* Written exercise
Reproduce the whole listing, character for character.

[Start of Dataset records]

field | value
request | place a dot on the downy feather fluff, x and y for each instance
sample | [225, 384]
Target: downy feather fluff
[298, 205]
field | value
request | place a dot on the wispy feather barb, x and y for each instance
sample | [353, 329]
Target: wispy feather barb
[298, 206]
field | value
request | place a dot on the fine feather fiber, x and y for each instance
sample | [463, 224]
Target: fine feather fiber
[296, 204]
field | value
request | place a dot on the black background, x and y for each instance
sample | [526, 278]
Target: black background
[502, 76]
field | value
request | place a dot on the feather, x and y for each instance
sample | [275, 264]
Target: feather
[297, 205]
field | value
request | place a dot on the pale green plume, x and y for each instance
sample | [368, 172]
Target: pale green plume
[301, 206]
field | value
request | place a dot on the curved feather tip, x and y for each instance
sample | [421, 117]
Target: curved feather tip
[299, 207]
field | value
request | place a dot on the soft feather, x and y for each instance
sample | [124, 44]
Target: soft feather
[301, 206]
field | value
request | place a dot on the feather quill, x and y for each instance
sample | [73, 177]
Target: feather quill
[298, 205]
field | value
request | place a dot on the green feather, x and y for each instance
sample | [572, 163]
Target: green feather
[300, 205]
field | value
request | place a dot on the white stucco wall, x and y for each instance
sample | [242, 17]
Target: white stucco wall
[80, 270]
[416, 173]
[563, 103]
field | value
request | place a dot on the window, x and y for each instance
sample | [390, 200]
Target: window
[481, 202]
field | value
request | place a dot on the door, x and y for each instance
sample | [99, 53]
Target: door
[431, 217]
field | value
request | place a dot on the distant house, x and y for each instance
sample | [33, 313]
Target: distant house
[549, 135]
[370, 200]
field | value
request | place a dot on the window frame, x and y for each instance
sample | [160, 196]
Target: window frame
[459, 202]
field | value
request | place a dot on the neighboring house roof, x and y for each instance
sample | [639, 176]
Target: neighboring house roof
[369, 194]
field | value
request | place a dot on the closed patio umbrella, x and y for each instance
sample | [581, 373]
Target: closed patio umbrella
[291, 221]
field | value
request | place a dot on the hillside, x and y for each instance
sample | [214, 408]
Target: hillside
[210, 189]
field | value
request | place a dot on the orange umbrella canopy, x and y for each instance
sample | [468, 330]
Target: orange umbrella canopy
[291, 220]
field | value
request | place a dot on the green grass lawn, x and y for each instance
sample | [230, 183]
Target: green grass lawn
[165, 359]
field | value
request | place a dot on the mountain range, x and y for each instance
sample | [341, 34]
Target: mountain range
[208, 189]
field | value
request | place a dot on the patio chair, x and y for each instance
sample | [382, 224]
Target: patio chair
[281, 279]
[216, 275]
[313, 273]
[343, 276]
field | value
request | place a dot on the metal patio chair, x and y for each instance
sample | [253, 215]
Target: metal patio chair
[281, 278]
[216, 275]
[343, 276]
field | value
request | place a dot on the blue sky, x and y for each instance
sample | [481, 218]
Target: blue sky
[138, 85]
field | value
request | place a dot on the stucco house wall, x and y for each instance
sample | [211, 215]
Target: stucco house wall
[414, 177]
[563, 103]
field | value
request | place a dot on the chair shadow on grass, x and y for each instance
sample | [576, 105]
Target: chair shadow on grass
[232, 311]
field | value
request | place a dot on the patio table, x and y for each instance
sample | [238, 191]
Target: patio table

[End of Dataset records]

* Final answer
field | value
request | place a dot on the downy feather fluff, x and y for each instance
sample | [225, 384]
Target: downy feather fluff
[298, 205]
field | value
request | place a dot on the wispy feather barb, x and y for each instance
sample | [353, 329]
Target: wispy feather barb
[298, 206]
field | value
request | place a dot on the fine feather fiber, x and y for each instance
sample | [463, 224]
Target: fine feather fiber
[296, 204]
field | value
request | place a dot on the black background, x and y for each instance
sample | [526, 278]
Target: black background
[502, 76]
field | value
request | place a dot on the feather, x and y for each instance
sample | [275, 264]
Target: feather
[297, 205]
field | value
request | place a dot on the pale green plume, x and y for each instance
sample | [368, 172]
Target: pale green plume
[301, 206]
field | value
request | place a dot on the curved feather tip, x and y for each instance
sample | [421, 117]
Target: curved feather tip
[299, 207]
field | value
request | place a dot on the soft feather, x and y for each instance
sample | [124, 44]
Target: soft feather
[301, 206]
field | value
request | place a dot on the feather quill, x and y for each instance
sample | [73, 177]
Target: feather quill
[298, 205]
field | value
request | place a dot on the green feather, x and y for each instance
sample | [572, 163]
Target: green feather
[300, 205]
field | value
request | place a dot on the white stucco wall, x and y for each instance
sample | [242, 17]
Target: white stucco wall
[80, 270]
[416, 173]
[563, 103]
field | value
request | place a dot on the window, x and y for each instance
sample | [390, 200]
Target: window
[481, 202]
field | value
request | place a dot on the door, x and y for each instance
sample | [99, 53]
Target: door
[431, 217]
field | value
request | place a dot on the distant house, x and y for each instance
sample | [33, 313]
Target: distant house
[549, 135]
[370, 200]
field | value
request | place a dot on the window frame, x and y for each instance
sample | [160, 196]
Target: window frame
[459, 202]
field | value
request | place a dot on the neighboring house roof, x and y for each instance
sample | [639, 176]
Target: neighboring house roof
[369, 194]
field | value
request | place a dot on the closed patio umbrella, x and y for each instance
sample | [581, 373]
Target: closed patio umbrella
[291, 221]
field | value
request | place a dot on the hillside, x and y for each instance
sample | [214, 408]
Target: hillside
[210, 189]
field | value
request | place a dot on the orange umbrella canopy, x and y for each instance
sample | [468, 330]
Target: orange umbrella canopy
[291, 220]
field | value
request | place a dot on the green grass lawn, x and y for each instance
sample | [230, 183]
Target: green grass lawn
[165, 359]
field | value
request | place a dot on the mountain range, x and y for each instance
sample | [341, 34]
Target: mountain range
[208, 189]
field | value
request | place a dot on the patio chair, x and y for each instance
sample | [382, 224]
Target: patio chair
[281, 279]
[216, 275]
[313, 273]
[343, 276]
field | value
request | place a dot on the metal patio chair, x and y for each instance
sample | [253, 215]
Target: metal patio chair
[281, 278]
[216, 275]
[343, 276]
field | value
request | place a dot on the blue sky, x and y for each instance
sample | [481, 218]
Target: blue sky
[138, 85]
field | value
request | place a dot on the stucco house wall, x and y for each instance
sample | [211, 215]
Target: stucco house wall
[414, 177]
[563, 103]
field | value
request | place a dot on the chair shadow on grass, x and y for each instance
sample | [576, 105]
Target: chair shadow on grass
[232, 311]
field | value
request | place a dot on the patio table, x and y for each instance
sample | [238, 191]
Target: patio table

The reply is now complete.